*Texto extraído:*
#####

“Bueno, Marilyn. Tú eres muy famosa y ahora me vas a hacer famoso a mí”, bromeó Lawrence Schiller el primer día que llegó al rodaje de Something’s Got to Give (algo así como ‘Alguien tiene que ceder’), en mayo de 1962. Aquella broma resultó ser premonitoria y también macabra: esa película nunca se terminaría. Dos meses después, Marilyn falleció en su casa de Brentwood (California) en extrañas circunstancias. Desde ese momento, los retratos de Schiller estuvieron destinados a pasar a la historia.
Schiller, que con el tiempo se convirtió en escritor y director de cine (se hizo con un Oscar en 1975 por su documental The Man Who Skied Down Everest) contó lo vivido durante esos días junto a Marilyn en un libro publicado en 2012 y que ahora reedita Taschen, Marilyn & Me. Un mito, el de la Marilyn, que este 2021 no hará más que renacer: próximamente se estrenará en Netflix la película Blonde, basada en la novela de Joyce Carol Oates del mismo título y que se adentra en la vida de la actriz californiana con Ana de Armas como protagonista.
Es muy fácil reemplazar a un fotógrafo
“No seas tan arrogante”, contestó Marilyn a la broma de Schiller. “Es muy fácil reemplazar a un fotógrafo”. Una frase, también en clave de humor, que borró inmediatamente la sonrisa de la cara del fotógrafo. A mediados de 1962 Lawrence estaba lejos de ser un fotógrafo conocido. Tenía 25 años y acababa de abrir un estudio en Los Ángeles. Se dedicaba sobre todo a la fotografía publicitaria, pero de vez en cuando los editores de algunas de las revistas más relevantes le asignaban encargos importantes como seguir a Nixon durante la campaña electoral de 1960 –que acabó perdiendo frente a J.F. Kennedy–, o retratar a los asistentes al funeral de Clark Gable para Paris Match.

#####

*Listado extraído:*
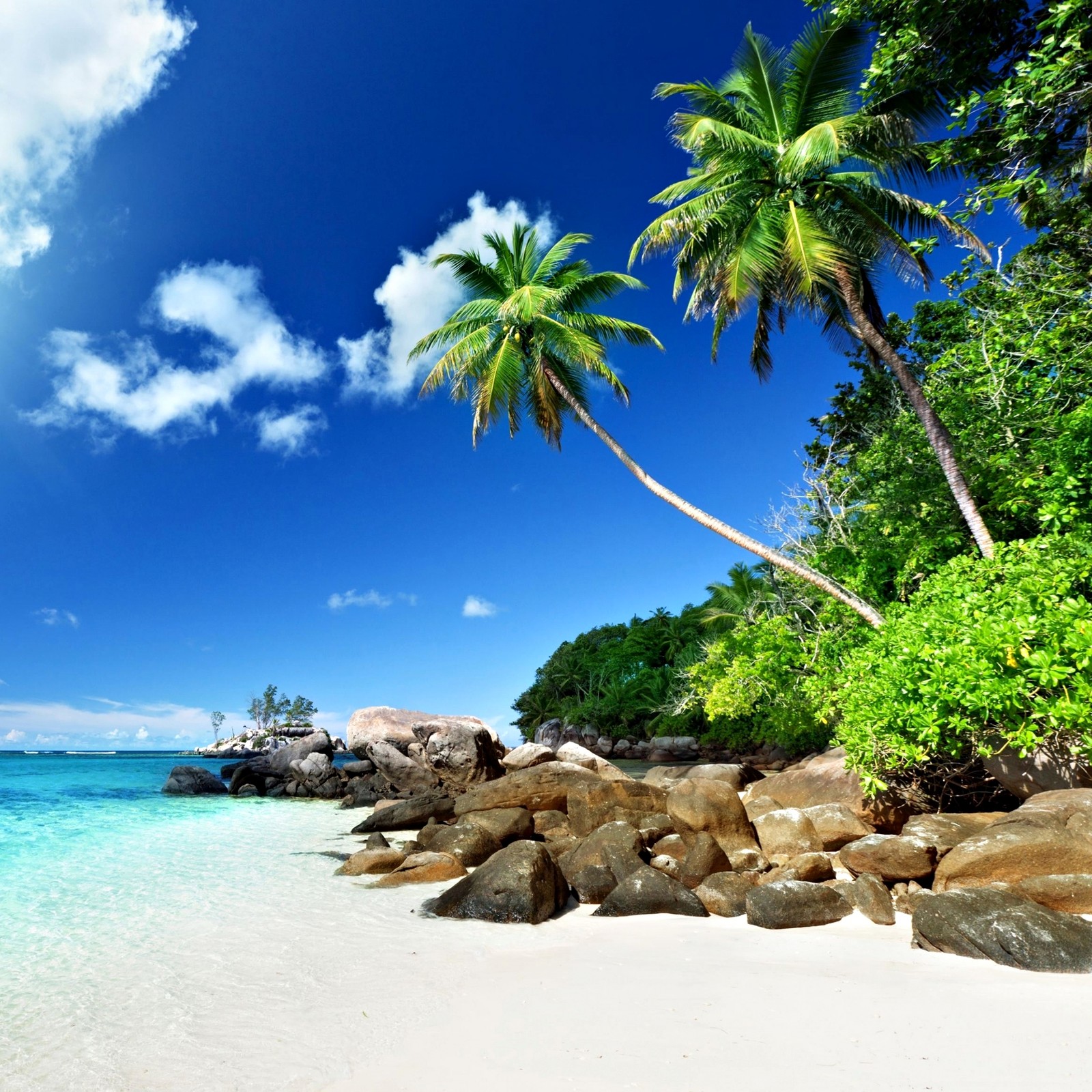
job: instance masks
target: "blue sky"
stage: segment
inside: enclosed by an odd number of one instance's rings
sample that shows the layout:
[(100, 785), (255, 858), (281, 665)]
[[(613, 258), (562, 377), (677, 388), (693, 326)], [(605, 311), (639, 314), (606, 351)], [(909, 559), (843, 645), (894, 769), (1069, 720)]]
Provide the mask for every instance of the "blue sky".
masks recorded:
[[(0, 15), (0, 747), (187, 746), (270, 681), (335, 729), (503, 731), (561, 640), (743, 559), (577, 428), (474, 450), (404, 351), (454, 298), (427, 258), (483, 229), (624, 268), (685, 169), (652, 87), (720, 75), (748, 20), (787, 41), (798, 0), (33, 7)], [(601, 418), (755, 532), (845, 364), (797, 322), (760, 387), (745, 320), (714, 367), (668, 263), (638, 272), (614, 310), (666, 353), (619, 351)]]

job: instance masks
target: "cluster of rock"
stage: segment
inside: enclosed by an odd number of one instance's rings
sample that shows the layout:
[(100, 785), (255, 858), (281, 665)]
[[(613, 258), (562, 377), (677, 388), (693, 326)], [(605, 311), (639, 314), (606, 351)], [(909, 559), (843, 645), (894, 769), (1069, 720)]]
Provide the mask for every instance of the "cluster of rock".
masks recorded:
[(575, 727), (559, 720), (546, 721), (535, 729), (534, 743), (557, 749), (562, 744), (579, 744), (600, 758), (637, 759), (641, 762), (713, 762), (749, 765), (756, 770), (783, 770), (788, 755), (780, 747), (763, 744), (752, 755), (737, 755), (719, 747), (702, 746), (695, 736), (656, 736), (653, 739), (614, 739), (602, 736), (591, 725)]
[[(929, 951), (1092, 971), (1092, 791), (1012, 812), (912, 816), (867, 799), (829, 751), (755, 780), (741, 764), (627, 776), (574, 740), (503, 756), (502, 776), (384, 802), (340, 871), (378, 887), (455, 880), (423, 910), (539, 923), (571, 895), (600, 917), (746, 916), (762, 928), (913, 915)], [(417, 831), (397, 848), (381, 832)], [(474, 869), (470, 871), (470, 869)]]

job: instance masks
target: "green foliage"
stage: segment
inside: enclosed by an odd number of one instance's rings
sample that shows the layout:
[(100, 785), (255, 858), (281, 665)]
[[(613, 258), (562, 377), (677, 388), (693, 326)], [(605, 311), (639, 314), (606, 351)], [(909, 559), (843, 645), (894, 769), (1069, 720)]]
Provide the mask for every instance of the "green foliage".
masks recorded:
[(948, 562), (847, 656), (828, 707), (873, 787), (1004, 748), (1092, 757), (1092, 547), (1047, 536)]

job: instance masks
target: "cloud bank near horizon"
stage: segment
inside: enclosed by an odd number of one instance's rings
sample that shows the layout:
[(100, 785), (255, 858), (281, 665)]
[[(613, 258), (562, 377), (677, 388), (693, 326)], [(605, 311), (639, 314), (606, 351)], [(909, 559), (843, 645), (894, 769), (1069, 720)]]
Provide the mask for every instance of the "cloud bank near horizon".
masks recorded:
[(49, 200), (195, 25), (165, 0), (0, 4), (0, 270), (48, 248)]

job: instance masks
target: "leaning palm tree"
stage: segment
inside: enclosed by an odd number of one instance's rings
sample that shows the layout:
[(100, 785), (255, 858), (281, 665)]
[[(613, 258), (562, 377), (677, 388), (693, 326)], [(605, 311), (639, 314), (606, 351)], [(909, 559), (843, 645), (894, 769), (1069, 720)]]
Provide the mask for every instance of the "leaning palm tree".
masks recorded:
[(589, 380), (606, 383), (622, 402), (629, 392), (606, 361), (606, 345), (663, 346), (644, 327), (596, 314), (587, 307), (641, 288), (624, 273), (593, 273), (587, 262), (571, 260), (579, 244), (591, 236), (566, 235), (549, 249), (523, 224), (511, 239), (487, 235), (494, 260), (474, 251), (441, 254), (436, 265), (451, 268), (470, 299), (447, 322), (423, 337), (410, 354), (446, 347), (426, 378), (424, 395), (447, 383), (455, 401), (468, 400), (474, 410), (473, 439), (501, 417), (511, 434), (527, 413), (548, 443), (560, 447), (568, 416), (590, 428), (648, 489), (685, 515), (729, 542), (758, 555), (852, 607), (873, 626), (882, 616), (859, 596), (795, 558), (722, 523), (684, 500), (646, 474), (589, 411)]
[(664, 83), (682, 95), (675, 142), (691, 156), (689, 177), (652, 200), (669, 210), (641, 233), (630, 256), (675, 256), (675, 295), (692, 292), (687, 318), (713, 316), (713, 359), (728, 322), (753, 300), (750, 363), (769, 376), (770, 332), (792, 312), (847, 331), (894, 373), (925, 428), (980, 550), (994, 543), (956, 458), (952, 438), (910, 365), (885, 336), (876, 277), (893, 268), (927, 284), (923, 247), (910, 233), (936, 233), (985, 252), (940, 210), (892, 189), (926, 168), (918, 128), (927, 116), (911, 96), (863, 109), (856, 94), (865, 35), (812, 23), (787, 52), (748, 25), (735, 68), (719, 83)]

#####

*Pedido escrito:*
Escribe cómo sigue el texto sobre Lawrence Schiller y sus fotos de Marilyn, a partir de donde termina. El listado no hace falta para nada.

*Respuesta esperada:*
También lo solían mandar a fotografiar rodajes. Durante las décadas de los cincuenta y los sesenta, las revistas ilustradas eran uno de los medios de comunicación más importantes para los estudios cinematográficos: que una revista como Time, Life, Look o The Sunday Times incluyesen reportajes sobre su próximo estreno, suponía una gran ayuda a la hora de promocionarlo a escala global. Fue en uno de estos trabajos, fotografiando para Look el rodaje de El multimillonario (1960) donde Schiller había conocido a Monroe. Poniendo en práctica una simpatía que reconoce que le ha ayudado mucho a lo largo de toda su carrera, Schiller le había caído en gracia a la estrella.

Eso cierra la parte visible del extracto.